#### Texte cité
Évaluations pertinentes des attaques au couteau des pays anglo-saxons

Afin d’essayer de montrer le fossé actuel qu’il peut y avoir entre les recherches d'attaques au couteau des pays anglo-saxons et le reste de l’Europe, il est impressionnant d’observer la qualité du travail fourni lors de la recherche : « Young people, knives and guns ».

 

Pour entreprendre une méta-analyse sur la littérature scientifique internationale sur les jeunes et la criminalité liée aux couteaux et aux armes à feu, ils ont examiné une vaste gamme de documents produits au cours la période 1998-2008. Cela comprenait des recherches pertinentes publiées et non publié dans le domaine :

  • de la justice pénale ;
  • de la psychologie ;
  • de la sociologie ;
  • de la géographie sociale (6)
  • de la santé.

Leurs priorités étaient l’accumulation systématique des recherches et évaluations pertinentes sur ces sujets issus de la littérature de la plus haute qualité, britannique, nord-américaine et australienne.

 

Afin d’identifier les meilleures recherches quantitatives (fondées sur des mesures), ils ont utilisé la norme « Maryland Scale of Scientific Methods » (7), la base de données multiples CSA (8), un certain nombre d'autres bases de données pertinentes, ainsi qu'une variété de revues et de publications gouvernementales, à la fois sur papier et sur le Web.

 

Bien que la recherche se soit concentrée principalement sur la période 1998-2008, ils ont inclus toutes recherches antérieures si elle revêtait une importance particulière. Les matériaux étaient obtenus par voie électronique ou par le biais de prêts de bibliothèques.

 

Après des milliers de recherches réparties en plus de 100 chaînes de recherche, regroupées par thème, selon :

  • les facteurs de risque et de protection ;
  • les caractéristiques des zones à forte criminalité chez les jeunes à l'aide d'armes à feu et de couteaux (en termes de structures familiales, de niveaux de privation et de désavantages sociaux, de logement, d'emploi et d'appartenance ethnique);
  • stratégies et programmes de prévention et d'intervention... 

Seulement, à partir de ce genre de travaux spécifique, il est possible d’avancer un certain nombre d’affirmations. Sur notre territoire, nous en sommes très loin.

Quid de notre niveau ? Les parutions européennes ont été peu utilisées, car elles traitaient principalement de la prévention de la violence chez les jeunes en général, plutôt que de la criminalité au couteau et armée, ou avait un degré d’exigence inférieure aux études standard.

Un travail de parution de fond sur les attaques au couteau

Avant de publier et de laisser courir des informations sur les attaques au couteau et les dérives anglo-saxonne qui se rapprocherait plus de la rumeur ou d’une banalité faussement savante qu’autre chose. Il serait peut-être beaucoup plus constructif de présenter ce sujet sociologique comme il se doit.

#### Entrées répertoriées
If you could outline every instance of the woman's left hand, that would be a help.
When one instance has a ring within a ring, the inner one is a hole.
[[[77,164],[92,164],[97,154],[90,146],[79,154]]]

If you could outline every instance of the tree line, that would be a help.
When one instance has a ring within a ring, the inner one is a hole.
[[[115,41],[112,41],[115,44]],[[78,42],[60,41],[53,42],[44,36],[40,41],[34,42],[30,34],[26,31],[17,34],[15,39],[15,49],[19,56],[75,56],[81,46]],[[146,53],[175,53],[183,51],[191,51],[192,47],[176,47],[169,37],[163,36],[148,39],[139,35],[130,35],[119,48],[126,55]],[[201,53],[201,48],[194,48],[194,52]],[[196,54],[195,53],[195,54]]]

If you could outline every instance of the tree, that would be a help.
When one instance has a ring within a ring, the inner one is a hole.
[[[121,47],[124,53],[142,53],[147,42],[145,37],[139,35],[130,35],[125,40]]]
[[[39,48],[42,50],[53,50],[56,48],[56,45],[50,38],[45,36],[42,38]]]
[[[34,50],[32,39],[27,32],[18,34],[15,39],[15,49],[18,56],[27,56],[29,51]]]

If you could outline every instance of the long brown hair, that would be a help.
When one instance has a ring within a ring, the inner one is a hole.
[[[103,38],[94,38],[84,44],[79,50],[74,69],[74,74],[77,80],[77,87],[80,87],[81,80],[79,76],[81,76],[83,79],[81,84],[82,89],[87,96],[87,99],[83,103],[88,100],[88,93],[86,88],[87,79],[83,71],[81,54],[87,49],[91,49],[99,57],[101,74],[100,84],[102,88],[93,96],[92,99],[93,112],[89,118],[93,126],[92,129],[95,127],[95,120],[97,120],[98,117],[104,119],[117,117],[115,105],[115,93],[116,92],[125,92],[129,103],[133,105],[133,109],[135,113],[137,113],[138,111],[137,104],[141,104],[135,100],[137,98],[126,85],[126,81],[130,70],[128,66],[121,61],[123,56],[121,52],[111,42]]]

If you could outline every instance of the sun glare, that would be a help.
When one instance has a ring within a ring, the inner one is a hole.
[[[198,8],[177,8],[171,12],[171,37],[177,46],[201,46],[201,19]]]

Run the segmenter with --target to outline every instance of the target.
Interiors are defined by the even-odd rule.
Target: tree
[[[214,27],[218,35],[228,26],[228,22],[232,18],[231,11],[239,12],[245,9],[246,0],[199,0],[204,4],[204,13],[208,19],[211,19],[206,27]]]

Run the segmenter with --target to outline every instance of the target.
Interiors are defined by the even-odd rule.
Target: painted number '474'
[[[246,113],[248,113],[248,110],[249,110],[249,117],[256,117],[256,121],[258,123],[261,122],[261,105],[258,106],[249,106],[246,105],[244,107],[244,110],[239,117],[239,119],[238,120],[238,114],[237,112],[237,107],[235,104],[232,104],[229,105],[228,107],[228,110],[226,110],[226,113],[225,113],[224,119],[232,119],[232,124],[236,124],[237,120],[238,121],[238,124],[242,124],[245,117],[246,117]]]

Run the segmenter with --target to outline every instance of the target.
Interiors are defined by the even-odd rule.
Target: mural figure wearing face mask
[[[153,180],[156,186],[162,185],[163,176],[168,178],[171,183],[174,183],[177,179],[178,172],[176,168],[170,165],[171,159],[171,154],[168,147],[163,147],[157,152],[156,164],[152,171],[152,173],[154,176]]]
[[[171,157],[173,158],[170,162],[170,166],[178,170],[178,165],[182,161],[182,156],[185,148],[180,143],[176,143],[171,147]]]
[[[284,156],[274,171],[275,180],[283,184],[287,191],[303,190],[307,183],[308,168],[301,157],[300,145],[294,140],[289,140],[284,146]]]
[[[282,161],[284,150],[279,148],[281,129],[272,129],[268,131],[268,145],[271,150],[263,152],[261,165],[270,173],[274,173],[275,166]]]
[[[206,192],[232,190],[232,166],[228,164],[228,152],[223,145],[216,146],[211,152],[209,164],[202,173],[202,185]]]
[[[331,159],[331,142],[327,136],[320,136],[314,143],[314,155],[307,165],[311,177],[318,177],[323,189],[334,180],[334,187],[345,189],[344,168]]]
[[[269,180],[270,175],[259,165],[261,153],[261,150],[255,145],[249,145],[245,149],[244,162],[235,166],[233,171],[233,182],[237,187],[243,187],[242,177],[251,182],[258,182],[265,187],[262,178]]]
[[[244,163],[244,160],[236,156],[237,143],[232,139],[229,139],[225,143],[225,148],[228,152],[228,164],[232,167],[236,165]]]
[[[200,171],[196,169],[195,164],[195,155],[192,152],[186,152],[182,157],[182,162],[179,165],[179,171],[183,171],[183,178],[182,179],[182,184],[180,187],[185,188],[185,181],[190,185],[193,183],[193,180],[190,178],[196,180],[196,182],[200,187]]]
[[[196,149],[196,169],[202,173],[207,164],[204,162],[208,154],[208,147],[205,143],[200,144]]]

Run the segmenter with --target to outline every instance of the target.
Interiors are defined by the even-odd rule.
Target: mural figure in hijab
...
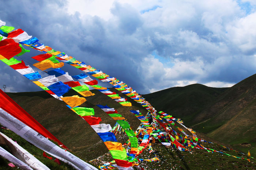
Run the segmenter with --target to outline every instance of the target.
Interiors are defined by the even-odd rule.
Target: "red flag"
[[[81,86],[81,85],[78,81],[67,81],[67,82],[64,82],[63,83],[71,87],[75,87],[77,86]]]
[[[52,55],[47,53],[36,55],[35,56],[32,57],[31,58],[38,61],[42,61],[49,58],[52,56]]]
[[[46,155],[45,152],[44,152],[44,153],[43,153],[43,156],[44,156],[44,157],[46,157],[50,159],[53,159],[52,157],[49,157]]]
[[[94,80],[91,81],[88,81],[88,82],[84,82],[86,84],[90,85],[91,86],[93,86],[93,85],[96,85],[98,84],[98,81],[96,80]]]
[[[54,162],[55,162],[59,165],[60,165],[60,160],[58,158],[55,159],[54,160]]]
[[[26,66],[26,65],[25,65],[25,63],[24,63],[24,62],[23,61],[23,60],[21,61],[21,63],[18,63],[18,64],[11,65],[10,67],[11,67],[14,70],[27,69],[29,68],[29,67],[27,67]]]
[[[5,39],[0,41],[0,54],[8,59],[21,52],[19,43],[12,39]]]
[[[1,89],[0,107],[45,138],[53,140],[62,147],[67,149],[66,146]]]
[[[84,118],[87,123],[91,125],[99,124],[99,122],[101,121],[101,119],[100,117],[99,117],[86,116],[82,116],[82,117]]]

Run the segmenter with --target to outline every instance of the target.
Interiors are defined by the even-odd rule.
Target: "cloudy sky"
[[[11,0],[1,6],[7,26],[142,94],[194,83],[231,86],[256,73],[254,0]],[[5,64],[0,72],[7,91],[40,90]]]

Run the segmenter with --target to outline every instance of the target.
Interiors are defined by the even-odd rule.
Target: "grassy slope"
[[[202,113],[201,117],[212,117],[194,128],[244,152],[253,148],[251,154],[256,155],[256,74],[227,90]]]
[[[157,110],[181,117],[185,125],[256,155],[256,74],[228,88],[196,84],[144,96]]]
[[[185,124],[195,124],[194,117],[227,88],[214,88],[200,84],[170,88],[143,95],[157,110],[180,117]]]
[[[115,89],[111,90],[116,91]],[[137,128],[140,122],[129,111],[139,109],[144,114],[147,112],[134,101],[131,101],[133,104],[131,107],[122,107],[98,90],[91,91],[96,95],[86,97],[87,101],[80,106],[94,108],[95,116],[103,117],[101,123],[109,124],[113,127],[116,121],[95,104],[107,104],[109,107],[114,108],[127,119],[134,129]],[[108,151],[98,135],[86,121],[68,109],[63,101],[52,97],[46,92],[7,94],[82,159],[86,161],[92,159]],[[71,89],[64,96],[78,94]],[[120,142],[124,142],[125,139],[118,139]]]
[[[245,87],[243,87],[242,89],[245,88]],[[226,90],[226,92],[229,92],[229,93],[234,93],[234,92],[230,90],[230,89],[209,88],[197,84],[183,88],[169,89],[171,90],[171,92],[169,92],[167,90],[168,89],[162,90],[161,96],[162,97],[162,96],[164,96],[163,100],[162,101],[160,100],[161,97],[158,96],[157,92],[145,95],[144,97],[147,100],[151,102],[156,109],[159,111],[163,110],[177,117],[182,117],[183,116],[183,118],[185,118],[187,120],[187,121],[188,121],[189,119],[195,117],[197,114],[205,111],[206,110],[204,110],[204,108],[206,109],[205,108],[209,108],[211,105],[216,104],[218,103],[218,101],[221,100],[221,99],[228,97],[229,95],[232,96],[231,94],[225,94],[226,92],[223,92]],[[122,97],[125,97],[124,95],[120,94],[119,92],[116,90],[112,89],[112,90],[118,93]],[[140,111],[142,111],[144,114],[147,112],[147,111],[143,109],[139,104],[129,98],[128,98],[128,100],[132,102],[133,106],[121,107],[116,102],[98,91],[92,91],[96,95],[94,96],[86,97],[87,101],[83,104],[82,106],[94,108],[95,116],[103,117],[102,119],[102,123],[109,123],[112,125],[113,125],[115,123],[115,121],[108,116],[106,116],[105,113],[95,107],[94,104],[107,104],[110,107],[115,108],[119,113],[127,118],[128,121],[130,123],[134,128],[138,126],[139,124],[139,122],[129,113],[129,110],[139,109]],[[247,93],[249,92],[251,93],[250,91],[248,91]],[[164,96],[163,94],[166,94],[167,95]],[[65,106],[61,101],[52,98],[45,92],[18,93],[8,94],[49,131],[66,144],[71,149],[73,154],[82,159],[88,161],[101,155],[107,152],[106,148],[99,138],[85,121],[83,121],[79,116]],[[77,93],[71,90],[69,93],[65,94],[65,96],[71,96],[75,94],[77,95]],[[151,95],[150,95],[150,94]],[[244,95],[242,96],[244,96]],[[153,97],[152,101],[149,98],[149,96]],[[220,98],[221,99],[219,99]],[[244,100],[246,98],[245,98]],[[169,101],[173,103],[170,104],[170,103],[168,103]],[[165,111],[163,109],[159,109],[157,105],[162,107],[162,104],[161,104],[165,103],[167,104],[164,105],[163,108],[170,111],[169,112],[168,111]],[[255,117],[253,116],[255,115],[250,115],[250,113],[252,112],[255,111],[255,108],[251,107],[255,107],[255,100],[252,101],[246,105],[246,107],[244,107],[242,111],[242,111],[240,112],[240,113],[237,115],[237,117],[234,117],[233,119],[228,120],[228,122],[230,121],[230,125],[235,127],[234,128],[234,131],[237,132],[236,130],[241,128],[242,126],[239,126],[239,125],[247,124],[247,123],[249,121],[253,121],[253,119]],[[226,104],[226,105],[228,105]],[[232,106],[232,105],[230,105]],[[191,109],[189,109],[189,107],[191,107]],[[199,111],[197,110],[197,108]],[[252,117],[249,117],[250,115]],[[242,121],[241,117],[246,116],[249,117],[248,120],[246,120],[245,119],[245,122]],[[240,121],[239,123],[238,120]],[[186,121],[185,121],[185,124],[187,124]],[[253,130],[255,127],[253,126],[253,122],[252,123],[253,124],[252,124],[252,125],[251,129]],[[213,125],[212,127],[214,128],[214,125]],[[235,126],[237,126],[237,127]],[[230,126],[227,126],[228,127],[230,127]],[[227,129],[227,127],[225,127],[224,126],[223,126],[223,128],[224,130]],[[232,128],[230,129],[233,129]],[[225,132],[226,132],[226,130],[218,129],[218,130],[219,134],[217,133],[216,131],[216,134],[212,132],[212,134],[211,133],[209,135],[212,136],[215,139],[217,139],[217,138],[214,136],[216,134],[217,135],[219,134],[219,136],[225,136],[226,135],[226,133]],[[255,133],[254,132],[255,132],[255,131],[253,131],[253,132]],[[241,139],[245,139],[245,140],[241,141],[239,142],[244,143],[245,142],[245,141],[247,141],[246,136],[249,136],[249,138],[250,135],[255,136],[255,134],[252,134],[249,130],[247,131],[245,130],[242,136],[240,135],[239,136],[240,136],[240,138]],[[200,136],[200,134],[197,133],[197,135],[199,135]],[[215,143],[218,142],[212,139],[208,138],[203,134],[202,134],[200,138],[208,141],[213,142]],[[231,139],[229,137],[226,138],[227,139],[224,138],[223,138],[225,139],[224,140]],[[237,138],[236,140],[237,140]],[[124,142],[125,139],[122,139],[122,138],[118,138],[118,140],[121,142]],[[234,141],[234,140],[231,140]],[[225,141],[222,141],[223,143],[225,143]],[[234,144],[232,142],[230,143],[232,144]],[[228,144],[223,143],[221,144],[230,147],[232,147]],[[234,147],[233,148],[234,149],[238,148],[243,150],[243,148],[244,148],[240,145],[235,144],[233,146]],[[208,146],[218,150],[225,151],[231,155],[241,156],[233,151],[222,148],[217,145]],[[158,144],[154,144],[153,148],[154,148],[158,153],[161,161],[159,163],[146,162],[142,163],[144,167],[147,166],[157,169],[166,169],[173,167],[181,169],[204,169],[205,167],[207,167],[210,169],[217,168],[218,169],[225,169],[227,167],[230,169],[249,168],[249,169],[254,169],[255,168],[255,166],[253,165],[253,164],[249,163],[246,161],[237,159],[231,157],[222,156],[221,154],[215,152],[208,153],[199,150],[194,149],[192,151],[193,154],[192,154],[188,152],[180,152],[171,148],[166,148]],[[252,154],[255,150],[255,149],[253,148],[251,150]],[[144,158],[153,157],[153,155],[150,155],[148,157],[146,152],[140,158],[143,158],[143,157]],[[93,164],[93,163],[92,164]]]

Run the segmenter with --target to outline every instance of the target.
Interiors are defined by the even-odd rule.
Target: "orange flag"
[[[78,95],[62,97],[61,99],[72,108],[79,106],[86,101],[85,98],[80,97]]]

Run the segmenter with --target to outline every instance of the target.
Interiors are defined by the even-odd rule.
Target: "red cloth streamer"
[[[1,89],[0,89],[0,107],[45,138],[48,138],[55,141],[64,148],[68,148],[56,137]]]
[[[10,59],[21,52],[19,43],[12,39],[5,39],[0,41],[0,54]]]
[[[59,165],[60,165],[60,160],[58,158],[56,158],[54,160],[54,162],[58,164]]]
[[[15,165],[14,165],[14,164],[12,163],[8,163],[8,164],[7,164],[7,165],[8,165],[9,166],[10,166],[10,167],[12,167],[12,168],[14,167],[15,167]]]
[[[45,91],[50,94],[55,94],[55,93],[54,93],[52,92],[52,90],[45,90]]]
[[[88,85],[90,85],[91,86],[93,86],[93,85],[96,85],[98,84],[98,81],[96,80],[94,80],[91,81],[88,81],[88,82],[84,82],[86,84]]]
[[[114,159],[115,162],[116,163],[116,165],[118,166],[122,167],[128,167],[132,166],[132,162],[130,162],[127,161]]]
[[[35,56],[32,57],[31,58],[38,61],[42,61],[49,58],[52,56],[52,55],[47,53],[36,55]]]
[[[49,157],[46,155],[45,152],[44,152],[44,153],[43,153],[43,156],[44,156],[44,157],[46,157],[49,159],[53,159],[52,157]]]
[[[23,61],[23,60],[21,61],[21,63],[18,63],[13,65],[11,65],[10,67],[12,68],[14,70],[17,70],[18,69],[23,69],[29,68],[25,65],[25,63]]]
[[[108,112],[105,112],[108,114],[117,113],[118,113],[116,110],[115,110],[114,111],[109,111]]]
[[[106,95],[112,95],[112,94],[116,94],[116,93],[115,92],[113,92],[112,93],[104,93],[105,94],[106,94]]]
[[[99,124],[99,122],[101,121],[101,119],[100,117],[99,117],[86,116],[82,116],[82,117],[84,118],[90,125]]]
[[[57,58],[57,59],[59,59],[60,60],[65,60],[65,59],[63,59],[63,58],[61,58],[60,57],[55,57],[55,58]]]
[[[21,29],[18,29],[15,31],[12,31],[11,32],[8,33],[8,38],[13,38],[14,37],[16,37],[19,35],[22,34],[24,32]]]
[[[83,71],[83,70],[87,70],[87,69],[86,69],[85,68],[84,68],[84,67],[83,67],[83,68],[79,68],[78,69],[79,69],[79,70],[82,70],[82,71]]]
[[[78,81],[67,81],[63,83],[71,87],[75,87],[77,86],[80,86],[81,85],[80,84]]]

#### Consigne
Prolongez le texte sur les recherches consacrées aux attaques au couteau en reprenant juste après sa dernière phrase.

#### Résultat
 

La violence est un phénomène historique. Elle reste au cœur de l’expérience historique des femmes et des hommes. Dans un travail de parution de fond, avant de stigmatiser un pseudo-phénomène de « dérive comportementale » sur les agressions au couteau, pourquoi ne pas citer l’Italie, puisque nous y sommes ?


Comme nombre de pays européen, en Italie, « poignarder est une manière courante de commettre un homicide, représentant environ 25% de tous les homicides ; et il représente la deuxième cause de décès lié à un homicide, la première étant représentée par les armes à feu. » (9).

 

Les meurtres contre les femmes sont perpétrés autrement que chez les hommes. Les statistiques de la police italienne indiquent que dans plus de 30 % des cas, les meurtres de femmes sont commis avec des armes blanches et ce mode opératoire a augmenté ces dernières années. 25 % des meurtres se pratiquent avec des armes à feu, mais diminuent au fil des ans d'environ 10 %.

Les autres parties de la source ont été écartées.